#### [PASSAGE GIVEN]
To save time, the standard counter for this like of argument is to substitute a narrower definition of morality, one which is sufficiently narrow and full of arbitary restrictions derived from religion that only a follower of that religion could meet it. You may, for example, argue that it doesn't matter if someone is a charitable blood-donor, campaigner for the poor, kind, loving, polite and a perfect example of all things good - if they arn't Christian, they cant be moral. Its circular, and its pathetic logic, but it works when fed through a confirmation bias. - Suricou
- You have in fact shown that, though you believe in no God, you still have values. Not everyone will accept those values as complete, but again, you have values. Your values are even more sophisticated than those of the purely self-centered man.
- I did not ask whether man can live without God. He can, though I wouldn't advise it. Rather, I asked whether a man can live without values. I maintain that every man has some standard of value, and therefore every man lives by some moral code.--TerryHTalk 20:15, 7 May 2007 (EDT)
Reply Perhaps an athiest can live with values. But is it not possible for a man to do what has the highest utility for him. His values are not consistant this. His only purpose is survival of the fittest. Therefore he has no standard for morality. Therefore he lives without a code of morality.
- If you define morality merely as "a code of laws dictated by God," then I suppose you're right. But an Objectivist wouldn't agree with you. Objectivism says that a code of morality is any code of values that a man accepts by choice.
- So I suppose everything depends entirely on what morality is.--TerryH 13:45, 11 March 2007 (EDT)
It reflects poorly on the editors of Conservapedia to be phrasing questions using "MAN" instead of "PERSON" considering we are in the year 2007. Women are not meekly pouring their husbands scotch while their men engage in intellectual discussions on your site. I assure you, you have many women readers whom you would be advised to address should you wish to be considered a reliable and unbiased resource. —The preceding unsigned comment was added by Valerie (talk)
- "Man" in this context means "human", not "male". It's your duty to educate yourself, not to complain because others won't conform to your ignorant understanding of the word.
- This is a separate issue, but I use man to mean "any human being." I don't hold with surrendering the common-gender contexts of certain words, for no better reason than that they are "masculine" forms. For the record, I don't believe that a woman (that is, a female) can live without morality--that is, totally without values--any more than can a man (that is, a male).--TerryH 08:37, 12 March 2007 (EDT)
Absolutely, think of all the serial killers and mass murderers that go on almost forever that seem to have no morals or real code of living. As long as there is evil in the world there will be a need for morals.--Goose 13:53, 14 March 2007 (EDT)
- But what if the serial killer's or the mass murderer's personal moral code includes killing dozens of people. Is there an absolute moral code that we all must follow? And, if so, who decides what goes on that code? --<<-David R->> 14:01, 14 March 2007 (EDT)
Yes. Just ask the president. Rellik 02:10, 15 April 2007 (EDT)
A Brief Aside
Heh heh. But that's not true; George Bush (both of them) did the best job they could, given the circumstances. What would you have done, given 9/11? Personally, I would've at least invaded Afghanistan, and I understand the concern about Iraq, though I wouldn't have nessarily made the same decisions. I don't condone (Ex) President Bush's actions, but I believe that he certainly did the best he could. --ConservatismisOK
- ``But what if the serial killer's or the mass murderer's personal moral code includes killing dozens of people.`` Historically, it often does, Dominican monks torturing and killing people during the Spanish Inquisition sincerely belived it was a moral *duty* of theirs, just as with Conquistadores slaughtering the peoples of South America. People seldom believe they are not (morally?) justified in their actions, no matter what those actions are. Marym 20:04, 14 May 2007 (EDT)

#### [INFORMATION GIVEN]
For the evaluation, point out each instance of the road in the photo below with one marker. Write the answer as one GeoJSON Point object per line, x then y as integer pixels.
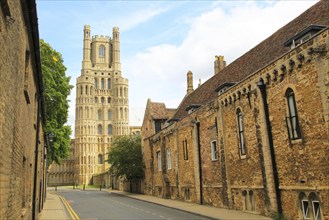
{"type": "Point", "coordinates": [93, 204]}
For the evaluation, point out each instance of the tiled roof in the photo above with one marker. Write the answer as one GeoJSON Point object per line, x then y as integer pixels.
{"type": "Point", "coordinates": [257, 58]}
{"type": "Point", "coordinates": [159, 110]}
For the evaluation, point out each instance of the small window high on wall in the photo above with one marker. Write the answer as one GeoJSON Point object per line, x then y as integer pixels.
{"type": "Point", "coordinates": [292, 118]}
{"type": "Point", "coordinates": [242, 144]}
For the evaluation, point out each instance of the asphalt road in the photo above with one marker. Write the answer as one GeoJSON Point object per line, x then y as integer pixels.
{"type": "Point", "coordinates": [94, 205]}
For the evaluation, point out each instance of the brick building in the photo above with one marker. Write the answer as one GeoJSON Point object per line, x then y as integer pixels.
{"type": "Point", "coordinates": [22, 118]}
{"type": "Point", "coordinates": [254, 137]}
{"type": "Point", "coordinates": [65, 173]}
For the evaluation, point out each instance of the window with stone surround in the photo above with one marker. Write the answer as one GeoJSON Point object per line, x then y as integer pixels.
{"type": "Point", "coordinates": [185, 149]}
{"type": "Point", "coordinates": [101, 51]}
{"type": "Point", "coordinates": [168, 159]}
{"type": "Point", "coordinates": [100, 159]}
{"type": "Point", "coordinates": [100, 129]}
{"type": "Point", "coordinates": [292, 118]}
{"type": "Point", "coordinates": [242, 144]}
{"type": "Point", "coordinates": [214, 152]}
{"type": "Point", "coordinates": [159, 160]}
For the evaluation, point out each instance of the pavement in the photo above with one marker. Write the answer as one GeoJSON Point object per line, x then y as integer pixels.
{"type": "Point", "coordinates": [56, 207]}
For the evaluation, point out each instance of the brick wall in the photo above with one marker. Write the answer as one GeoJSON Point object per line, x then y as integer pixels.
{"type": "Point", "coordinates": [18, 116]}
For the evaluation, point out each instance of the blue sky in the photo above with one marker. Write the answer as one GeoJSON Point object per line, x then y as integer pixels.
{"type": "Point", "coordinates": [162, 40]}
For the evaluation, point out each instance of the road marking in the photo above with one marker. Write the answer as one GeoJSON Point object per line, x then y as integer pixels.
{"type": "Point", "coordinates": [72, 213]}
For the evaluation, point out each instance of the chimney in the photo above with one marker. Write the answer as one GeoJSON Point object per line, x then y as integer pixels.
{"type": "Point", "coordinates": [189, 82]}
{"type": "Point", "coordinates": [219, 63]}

#### [PROBLEM SET]
A – In the discussion of whether a person can live without morality, what does Objectivism hold a code of morality to be?
B – Output the stretch of the morality discussion from "- This is a" through "13:53, 14 March 2007 (EDT)", copied word for word.

#### [WRITTEN ANSWERS]
A – Any code of values that a man accepts by choice.

B –
- This is a separate issue, but I use man to mean "any human being." I don't hold with surrendering the common-gender contexts of certain words, for no better reason than that they are "masculine" forms. For the record, I don't believe that a woman (that is, a female) can live without morality--that is, totally without values--any more than can a man (that is, a male).--TerryH 08:37, 12 March 2007 (EDT)
Absolutely, think of all the serial killers and mass murderers that go on almost forever that seem to have no morals or real code of living. As long as there is evil in the world there will be a need for morals.--Goose 13:53, 14 March 2007 (EDT)